10 Agosto 2017
Os pinheiros rangem e chiam ominosamente, diante da brisa mais suave, como se esta imensa floresta entre o Lago Onega e a fronteira com a Finlândia se negasse a contar seus obscuros segredos.
A reportagem é de Alec Luhn, publicada por The Guardian e reproduzido por El Diario, 05-08-2017. A tradução é do Cepat.
A polícia secreta trouxe 6.241 prisioneiros do Gulag para esta floresta durante a época do terror de Josef Stalin, entre 1937 e 1938. Foram sepultados de bruços em buracos cavados na terra arenosa e receberam tiros na nuca com um revólver. Na medida em que os corpos foram se decompondo, a terra que cobria cada fossa comum foi se afundando.

◆ **EXERCÍCIOS PROPOSTOS**:
[A] Reescreva o trecho da reportagem sobre a floresta que vai de "10 Agosto 2017" até "seus obscuros segredos.", trocando "pinheiros" por "abetos".
[B] Diga se cada afirmação concorda com a reportagem sobre a floresta. Responda sim ou não e cite as palavras decisivas do texto. (i) A polícia secreta levou mais de seis mil prisioneiros do Gulag para a floresta. (ii) Os prisioneiros foram enterrados de costas. (iii) A floresta fica entre o Lago Onega e a fronteira com a Finlândia.
O material não tem nenhuma relação com a reportagem.

◆ **DADOS COLETADOS**:
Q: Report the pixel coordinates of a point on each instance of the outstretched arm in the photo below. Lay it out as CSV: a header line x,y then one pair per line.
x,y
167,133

◆ **RESPOSTAS ESPERADAS**:
[A]
10 Agosto 2017
Os abetos rangem e chiam ominosamente, diante da brisa mais suave, como se esta imensa floresta entre o Lago Onega e a fronteira com a Finlândia se negasse a contar seus obscuros segredos.

[B]
(i) Sim: "A polícia secreta trouxe 6.241 prisioneiros do Gulag para esta floresta".
(ii) Não: "Foram sepultados de bruços".
(iii) Sim: "esta imensa floresta entre o Lago Onega e a fronteira com a Finlândia".